Everything in the records should be repeated exactly.
______
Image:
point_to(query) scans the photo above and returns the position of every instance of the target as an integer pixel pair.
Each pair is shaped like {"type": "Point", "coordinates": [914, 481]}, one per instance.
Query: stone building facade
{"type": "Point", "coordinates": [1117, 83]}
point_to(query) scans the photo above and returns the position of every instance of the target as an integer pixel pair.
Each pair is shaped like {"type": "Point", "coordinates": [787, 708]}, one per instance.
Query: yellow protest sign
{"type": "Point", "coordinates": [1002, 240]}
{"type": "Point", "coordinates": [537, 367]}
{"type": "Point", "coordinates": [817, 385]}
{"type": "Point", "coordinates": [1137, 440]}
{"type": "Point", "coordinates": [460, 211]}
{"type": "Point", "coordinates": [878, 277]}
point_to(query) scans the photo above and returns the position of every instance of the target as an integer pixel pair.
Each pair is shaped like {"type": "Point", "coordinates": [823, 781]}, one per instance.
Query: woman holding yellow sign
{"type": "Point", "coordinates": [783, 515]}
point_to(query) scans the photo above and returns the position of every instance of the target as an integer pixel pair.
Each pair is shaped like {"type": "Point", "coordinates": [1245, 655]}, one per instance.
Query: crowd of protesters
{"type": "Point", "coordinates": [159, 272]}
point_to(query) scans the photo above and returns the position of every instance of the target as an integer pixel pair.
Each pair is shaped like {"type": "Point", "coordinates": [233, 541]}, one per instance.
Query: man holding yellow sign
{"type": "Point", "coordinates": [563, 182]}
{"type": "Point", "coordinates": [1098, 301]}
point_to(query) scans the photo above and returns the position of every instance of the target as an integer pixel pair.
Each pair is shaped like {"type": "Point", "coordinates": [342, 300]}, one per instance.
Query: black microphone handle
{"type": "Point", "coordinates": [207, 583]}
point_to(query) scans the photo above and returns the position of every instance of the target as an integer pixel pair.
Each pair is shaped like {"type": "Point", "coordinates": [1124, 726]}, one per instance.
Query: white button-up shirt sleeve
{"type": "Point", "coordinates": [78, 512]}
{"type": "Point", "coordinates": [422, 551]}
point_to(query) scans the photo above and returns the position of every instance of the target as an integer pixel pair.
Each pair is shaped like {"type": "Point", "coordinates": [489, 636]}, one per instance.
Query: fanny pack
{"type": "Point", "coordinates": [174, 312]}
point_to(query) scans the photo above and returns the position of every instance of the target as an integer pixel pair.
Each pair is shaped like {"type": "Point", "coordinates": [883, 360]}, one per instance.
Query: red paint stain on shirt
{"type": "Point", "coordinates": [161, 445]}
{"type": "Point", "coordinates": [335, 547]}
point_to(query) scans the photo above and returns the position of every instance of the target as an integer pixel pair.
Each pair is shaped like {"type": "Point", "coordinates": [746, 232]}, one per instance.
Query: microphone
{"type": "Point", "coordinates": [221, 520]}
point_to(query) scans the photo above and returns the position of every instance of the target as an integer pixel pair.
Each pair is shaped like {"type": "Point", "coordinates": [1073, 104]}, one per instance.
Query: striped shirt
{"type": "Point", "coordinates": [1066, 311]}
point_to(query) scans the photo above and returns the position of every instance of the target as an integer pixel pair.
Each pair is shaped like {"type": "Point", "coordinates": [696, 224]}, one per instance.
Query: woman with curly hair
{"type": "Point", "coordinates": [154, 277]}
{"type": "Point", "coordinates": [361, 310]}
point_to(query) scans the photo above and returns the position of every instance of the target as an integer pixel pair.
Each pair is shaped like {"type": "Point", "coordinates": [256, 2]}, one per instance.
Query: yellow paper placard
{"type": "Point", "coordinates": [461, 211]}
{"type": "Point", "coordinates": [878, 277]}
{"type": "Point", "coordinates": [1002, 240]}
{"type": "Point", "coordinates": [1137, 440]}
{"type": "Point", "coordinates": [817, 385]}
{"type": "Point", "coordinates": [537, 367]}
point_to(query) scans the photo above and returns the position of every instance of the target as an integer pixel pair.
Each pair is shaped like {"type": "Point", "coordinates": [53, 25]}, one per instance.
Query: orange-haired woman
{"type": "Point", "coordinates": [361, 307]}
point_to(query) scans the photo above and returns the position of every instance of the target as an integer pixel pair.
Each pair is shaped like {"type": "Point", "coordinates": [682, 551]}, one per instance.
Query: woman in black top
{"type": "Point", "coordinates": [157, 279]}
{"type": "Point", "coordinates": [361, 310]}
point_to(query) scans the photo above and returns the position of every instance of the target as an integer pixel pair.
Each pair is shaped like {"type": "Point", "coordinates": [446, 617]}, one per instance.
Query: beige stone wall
______
RESULT:
Image:
point_to(query) scans the photo above and returns the position of every instance of the target as an integer pixel pair.
Each pair is shaped like {"type": "Point", "coordinates": [914, 481]}, one per instance.
Query: stone building facade
{"type": "Point", "coordinates": [1117, 83]}
point_to(query) scans the photo above and returns the position of every instance of the target as an integer pixel pair.
Each pair is shaped like {"type": "Point", "coordinates": [787, 708]}, one per instance.
Query: yellow protest sign
{"type": "Point", "coordinates": [1002, 240]}
{"type": "Point", "coordinates": [537, 367]}
{"type": "Point", "coordinates": [817, 385]}
{"type": "Point", "coordinates": [1137, 440]}
{"type": "Point", "coordinates": [460, 211]}
{"type": "Point", "coordinates": [878, 277]}
point_to(query) scans the photo above and returns the position of every instance of the target as an integer pixel pair.
Each pair is shaped like {"type": "Point", "coordinates": [823, 781]}, one per instance.
Query: woman holding yellow sign
{"type": "Point", "coordinates": [783, 515]}
point_to(query) scans the photo above and returns the position of every instance of the target as an integer pixel pair.
Each pair is shaped like {"type": "Point", "coordinates": [1245, 655]}, one per instance.
Query: crowd of protesters
{"type": "Point", "coordinates": [159, 272]}
point_to(query) scans the photo above and returns the position of every instance of the target as an integer pixel pair.
Each pair is shaped like {"type": "Point", "coordinates": [233, 541]}, one per instance.
Query: man holding yellow sign
{"type": "Point", "coordinates": [563, 182]}
{"type": "Point", "coordinates": [1098, 301]}
point_to(query) scans the photo above and returns the position of every instance of the target as an integer pixel pair.
Each pair is shaped like {"type": "Point", "coordinates": [342, 300]}, one per instance.
Query: black microphone handle
{"type": "Point", "coordinates": [207, 583]}
point_to(query) scans the photo above and returns the position of every instance of the target as an integer pixel pair.
Each pair is shaped like {"type": "Point", "coordinates": [1124, 726]}, one per instance.
Query: white button-up shirt sleeve
{"type": "Point", "coordinates": [78, 512]}
{"type": "Point", "coordinates": [422, 551]}
point_to(query) scans the photo above and returns the position of every instance of the target as an integer pixel pair.
Each pair is shaped like {"type": "Point", "coordinates": [489, 636]}, one per instance.
Query: fanny pack
{"type": "Point", "coordinates": [174, 312]}
point_to(query) scans the photo above and returns the position of every instance of the target as an integer pixel pair.
Each pair is shaped like {"type": "Point", "coordinates": [883, 360]}, one per instance.
Query: red paint stain on shirt
{"type": "Point", "coordinates": [161, 445]}
{"type": "Point", "coordinates": [335, 547]}
point_to(query) scans the photo above and returns the position of every instance of the target as an integer pixel pair.
Each pair is shaped like {"type": "Point", "coordinates": [746, 232]}, one per instance.
Query: microphone
{"type": "Point", "coordinates": [221, 520]}
point_to(query) scans the photo above and returns the position of every instance of the target as an integer pixel pair.
Each pair is shaped like {"type": "Point", "coordinates": [1073, 104]}, one per instance.
Query: striped shirt
{"type": "Point", "coordinates": [1066, 311]}
point_to(query) scans the photo above and returns the position of every instance of the target as an integer pixel pair.
Each pair is shaped like {"type": "Point", "coordinates": [696, 224]}, one per instance.
Query: woman with curly hair
{"type": "Point", "coordinates": [154, 277]}
{"type": "Point", "coordinates": [361, 310]}
point_to(query) scans the photo above and returns the position of every instance of the target as an integer pixel pair.
Each pair is shaped like {"type": "Point", "coordinates": [256, 2]}, one per instance.
Query: yellow paper placard
{"type": "Point", "coordinates": [461, 211]}
{"type": "Point", "coordinates": [878, 277]}
{"type": "Point", "coordinates": [1002, 240]}
{"type": "Point", "coordinates": [1137, 440]}
{"type": "Point", "coordinates": [817, 385]}
{"type": "Point", "coordinates": [537, 367]}
point_to(query) scans the photo above and returns the position of every instance of the target as an integer pixel pair.
Each pair is shaped like {"type": "Point", "coordinates": [53, 25]}, one per instance.
Query: orange-haired woman
{"type": "Point", "coordinates": [361, 307]}
point_to(query) scans the photo above and returns the position of every instance of the target as an integer pixel pair.
Each pair is shaped like {"type": "Point", "coordinates": [682, 551]}, one per instance.
Query: woman in black top
{"type": "Point", "coordinates": [157, 279]}
{"type": "Point", "coordinates": [361, 310]}
point_to(query) scans the photo above and returns the position of every instance of the target as an integer pixel pair.
Each pair is shaped like {"type": "Point", "coordinates": [446, 617]}, one per instance.
Query: beige stone wall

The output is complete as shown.